▸ Work instructions
Look through the data below and return each line where "quay" appears.

(Stored data entries)

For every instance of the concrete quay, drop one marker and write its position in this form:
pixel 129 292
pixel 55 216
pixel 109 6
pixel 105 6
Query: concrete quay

▸ Answer below
For every instance of the concrete quay, drop one marker and write its position in this form:
Query: concrete quay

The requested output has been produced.